(Lines of data)
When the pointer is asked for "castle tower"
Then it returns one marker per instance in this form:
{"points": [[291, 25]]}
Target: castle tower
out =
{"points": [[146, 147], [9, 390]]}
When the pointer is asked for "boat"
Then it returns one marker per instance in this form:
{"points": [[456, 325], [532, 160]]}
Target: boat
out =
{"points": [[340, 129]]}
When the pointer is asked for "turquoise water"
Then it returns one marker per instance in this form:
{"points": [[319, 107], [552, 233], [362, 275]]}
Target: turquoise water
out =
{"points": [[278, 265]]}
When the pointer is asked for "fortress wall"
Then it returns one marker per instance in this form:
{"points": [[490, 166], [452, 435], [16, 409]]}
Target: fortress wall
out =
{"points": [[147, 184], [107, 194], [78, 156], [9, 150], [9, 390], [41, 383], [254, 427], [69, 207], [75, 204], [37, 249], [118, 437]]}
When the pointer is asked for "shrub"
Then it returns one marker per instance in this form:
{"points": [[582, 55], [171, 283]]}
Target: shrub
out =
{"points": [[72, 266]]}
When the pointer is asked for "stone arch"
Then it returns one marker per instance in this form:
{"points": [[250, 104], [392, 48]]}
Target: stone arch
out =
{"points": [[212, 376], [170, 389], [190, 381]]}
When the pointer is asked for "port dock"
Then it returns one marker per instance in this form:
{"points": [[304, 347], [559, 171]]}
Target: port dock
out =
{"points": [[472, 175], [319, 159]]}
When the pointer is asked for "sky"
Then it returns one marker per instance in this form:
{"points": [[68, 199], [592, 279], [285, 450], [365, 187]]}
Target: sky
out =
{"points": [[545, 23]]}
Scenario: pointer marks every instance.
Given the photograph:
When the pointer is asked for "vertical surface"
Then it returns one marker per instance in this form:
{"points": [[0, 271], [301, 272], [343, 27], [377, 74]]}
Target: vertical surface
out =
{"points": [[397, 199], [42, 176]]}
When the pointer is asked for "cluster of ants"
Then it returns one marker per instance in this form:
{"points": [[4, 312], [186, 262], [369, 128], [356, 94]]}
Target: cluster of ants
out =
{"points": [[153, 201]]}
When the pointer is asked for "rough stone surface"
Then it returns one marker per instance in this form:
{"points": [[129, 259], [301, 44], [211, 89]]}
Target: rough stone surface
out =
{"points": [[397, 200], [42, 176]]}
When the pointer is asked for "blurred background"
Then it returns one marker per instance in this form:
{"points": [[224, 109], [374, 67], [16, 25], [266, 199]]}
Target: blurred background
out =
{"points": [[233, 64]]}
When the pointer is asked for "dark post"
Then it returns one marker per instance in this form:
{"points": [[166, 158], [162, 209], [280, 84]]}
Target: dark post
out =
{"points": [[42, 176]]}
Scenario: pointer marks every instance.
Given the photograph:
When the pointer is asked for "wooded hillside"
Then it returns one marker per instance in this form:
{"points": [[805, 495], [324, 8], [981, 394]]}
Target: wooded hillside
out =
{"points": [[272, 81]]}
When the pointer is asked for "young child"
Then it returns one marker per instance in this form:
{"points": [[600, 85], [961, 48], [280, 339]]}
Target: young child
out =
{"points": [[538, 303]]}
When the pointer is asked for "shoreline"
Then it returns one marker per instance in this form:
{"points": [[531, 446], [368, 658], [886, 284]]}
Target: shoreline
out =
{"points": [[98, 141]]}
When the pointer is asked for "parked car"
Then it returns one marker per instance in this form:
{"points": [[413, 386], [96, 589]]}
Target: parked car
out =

■ Work required ■
Print the material once more, exactly.

■ Completed task ■
When the pointer is asked for "castle tower"
Then it returns one marker per instance in this form:
{"points": [[291, 25]]}
Target: castle tower
out =
{"points": [[146, 147], [9, 390]]}
When the pointer is asked for "boat"
Then it returns one marker per instance in this form:
{"points": [[456, 325], [532, 160]]}
Target: boat
out =
{"points": [[340, 129]]}
When the pointer is asked for "turquoise water"
Then it returns one marker per instance in this form:
{"points": [[319, 107], [552, 233], [362, 275]]}
Target: turquoise water
out =
{"points": [[278, 265]]}
When the pointer is asked for "fortress wall"
Then it returns one marker per instance in this form:
{"points": [[490, 166], [452, 435], [16, 409]]}
Target: fortress wall
out =
{"points": [[147, 184], [107, 194], [78, 156], [9, 150], [9, 390], [41, 383], [254, 427], [69, 207], [75, 204], [37, 249], [118, 437]]}
When the pointer is asked for "shrub"
Then it returns one marker per instance in this form:
{"points": [[582, 55], [171, 283]]}
Target: shrub
out =
{"points": [[72, 266]]}
When the pointer is asked for "stone arch"
Then it returns one marker per instance in this form:
{"points": [[250, 104], [392, 48]]}
Target: stone arch
out =
{"points": [[212, 376], [170, 389], [190, 381]]}
When the pointer is asked for "port dock"
Then it returns one marker per instance in this form:
{"points": [[304, 347], [559, 171]]}
Target: port dock
out =
{"points": [[472, 175], [319, 159]]}
When the pointer is asked for "sky"
Then it returns one marker per instance in this form:
{"points": [[68, 199], [592, 279], [285, 450], [365, 187]]}
Target: sky
out =
{"points": [[545, 23]]}
Scenario: pointer marks every instance.
Given the photograph:
When the pointer is asked for "vertical surface"
Then it returns one marker per instance in this form:
{"points": [[0, 271], [301, 272], [343, 27], [377, 74]]}
Target: vertical surface
out =
{"points": [[397, 199], [42, 176]]}
When the pointer is asked for "cluster of ants"
Then it returns one marker per instance in this form:
{"points": [[4, 312], [186, 262], [369, 128], [356, 94]]}
Target: cluster of ants
out =
{"points": [[153, 201]]}
When the pointer is asked for "rough stone surface"
Then it returns one marker per instance in this form:
{"points": [[129, 259], [301, 44], [211, 89]]}
Target: rough stone surface
out =
{"points": [[397, 200], [42, 176]]}
When the pointer is asked for "blurred background"
Then it returns one marker per instance in this form:
{"points": [[224, 109], [374, 67], [16, 25], [266, 199]]}
Target: blurred background
out =
{"points": [[233, 64]]}
When the pointer is asked for "dark post"
Then it returns one marker per instance in this form:
{"points": [[166, 158], [162, 209], [280, 84]]}
Target: dark post
out =
{"points": [[42, 176]]}
Scenario: pointer marks every instance.
Given the photograph:
When the pointer is asked for "wooded hillside"
Then it returns one marker per instance in this form:
{"points": [[805, 495], [324, 8], [981, 394]]}
Target: wooded hillside
out =
{"points": [[272, 81]]}
When the pointer is asked for "young child"
Then it returns one marker per instance in this form:
{"points": [[600, 85], [961, 48], [280, 339]]}
Target: young child
out =
{"points": [[538, 303]]}
When the pointer is asked for "shoreline"
Then it returns one marker per instance in this form:
{"points": [[531, 446], [368, 658], [886, 284]]}
Target: shoreline
out =
{"points": [[98, 141]]}
When the pointer is asked for "parked car"
Then it returns one marker per instance in this form:
{"points": [[413, 386], [96, 589]]}
Target: parked car
out =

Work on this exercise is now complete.